= EXTRACT PROVIDED =
╭──
I’ve long felt that the iPhone has only gotten harder to use since its debut years ago—it’s a maze full of land mines (and associated iCloud bugs) that strongly discourage me from using it for more than basics.

Now the experts chime-in in a didactic way that is a long read, but powerfully articulated. Don Norman and Bruce Tognazzini deliver a scathing criticism of Apple design in How Apple Is Giving Design A Bad Name. Selected excerpts follow, hiliting added by MPG.

Once upon a time, Apple was known for designing easy-to-use, easy-to-understand products. It was a champion of the graphical user interface, where it is always possible to discover what actions are possible, clearly see how to select that action, receive unambiguous feedback as to the results of that action, and have the power to reverse that action—to undo it—if the result is not what was intended.

...

The products, especially those built on iOS, Apple’s operating system for mobile devices, no longer follow the well-known, well-established principles of design that Apple developed several decades ago. These principles, based on experimental science as well as common sense, opened up the power of computing to several generations, establishing Apple’s well-deserved reputation for understandability and ease of use. Alas, Apple has abandoned many of these principles.

...

APPLE, YOU USED TO BE THE LEADER. WHY ARE YOU NOW SO SELF-ABSORBED? WORSE, WHY DOES GOOGLE FOLLOW ALL YOUR WORST EXAMPLES?
Yes, once upon a time, Apple was known for its ease of use, for computers and applications that were understandable, powerful, and could be used without reference to any manuals. .... Apple’s design guidelines and their principles were powerful, popular, and influential.

.... Apple is destroying design. Worse, it is revitalizing the old belief that design is only about making things look pretty. No, not so! Design is a way of thinking, of determining people’s true, underlying needs, and then delivering products and services that help them... Apple is reinforcing the old, discredited idea that the designer’s sole job is to make things beautiful, even at the expense of providing the right functions, aiding understandability, and ensuring ease of use.

MPG: Over time and in this blog I’ve called it form over function and similar, with many specific examples over time. A good measure of what I’ve called Apple Core Rot has its root in design failures, most recently with the destruction of Disk Utility utility functionality (in a shocking and irresponsible new low, leaving RAID users hung out to dry).

Over two years ago in iPhone Viewing Tips for Presbyopia and Vision Issues I discussed one core design problem: unreadability of text on iOS. What Norman and Tognazzini point out matches my experience exactly:

So what if many people can't read the text? It’s beautiful.

A woman told one of us that she had to use Apple’s assistive tool to make Apple’s undersize fonts large and contrasty enough to be readable. However, she complained that on many app screens, this option made normal fonts so large that the text wouldn’t fit on the screen. It’s important to note that she did not have defective vision. She just didn’t have the eyesight of a 17-year-old. We suspect she would have been perfectly able to read the same text before Apple switched to type fonts with thinner stroke widths and less visual contrast.... What kind of design philosophy requires millions of its users to have to pretend they are disabled in order to be able to use the product?
╰──
= DATASET RECORDS =
╭──
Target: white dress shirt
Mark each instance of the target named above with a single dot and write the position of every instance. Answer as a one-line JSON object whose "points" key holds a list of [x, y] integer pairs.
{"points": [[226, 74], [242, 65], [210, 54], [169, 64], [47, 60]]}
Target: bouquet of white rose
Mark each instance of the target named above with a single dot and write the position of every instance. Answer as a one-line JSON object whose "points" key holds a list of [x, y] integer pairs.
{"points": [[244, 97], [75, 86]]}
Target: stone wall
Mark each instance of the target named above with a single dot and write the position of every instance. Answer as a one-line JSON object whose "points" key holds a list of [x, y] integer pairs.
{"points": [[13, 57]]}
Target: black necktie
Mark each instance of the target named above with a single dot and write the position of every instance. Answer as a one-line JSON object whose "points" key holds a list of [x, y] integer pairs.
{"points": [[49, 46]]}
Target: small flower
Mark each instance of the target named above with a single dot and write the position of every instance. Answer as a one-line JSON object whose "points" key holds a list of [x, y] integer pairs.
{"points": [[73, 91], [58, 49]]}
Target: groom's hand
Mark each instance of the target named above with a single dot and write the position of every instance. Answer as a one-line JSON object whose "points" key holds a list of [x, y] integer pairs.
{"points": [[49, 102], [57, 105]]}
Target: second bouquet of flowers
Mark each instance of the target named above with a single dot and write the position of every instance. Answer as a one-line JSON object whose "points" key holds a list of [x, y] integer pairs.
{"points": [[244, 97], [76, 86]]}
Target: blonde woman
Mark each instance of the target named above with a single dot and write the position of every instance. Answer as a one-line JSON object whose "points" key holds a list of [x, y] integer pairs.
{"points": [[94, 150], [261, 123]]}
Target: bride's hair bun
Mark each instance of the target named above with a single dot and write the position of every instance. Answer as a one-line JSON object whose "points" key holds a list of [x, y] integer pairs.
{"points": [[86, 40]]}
╰──
= TASK DESCRIPTION =
Return the passage of the Apple design post from "Now the experts" up to and including "what was intended.", copied word for word.

= FINISHED EXERCISE =
Now the experts chime-in in a didactic way that is a long read, but powerfully articulated. Don Norman and Bruce Tognazzini deliver a scathing criticism of Apple design in How Apple Is Giving Design A Bad Name. Selected excerpts follow, hiliting added by MPG.

Once upon a time, Apple was known for designing easy-to-use, easy-to-understand products. It was a champion of the graphical user interface, where it is always possible to discover what actions are possible, clearly see how to select that action, receive unambiguous feedback as to the results of that action, and have the power to reverse that action—to undo it—if the result is not what was intended.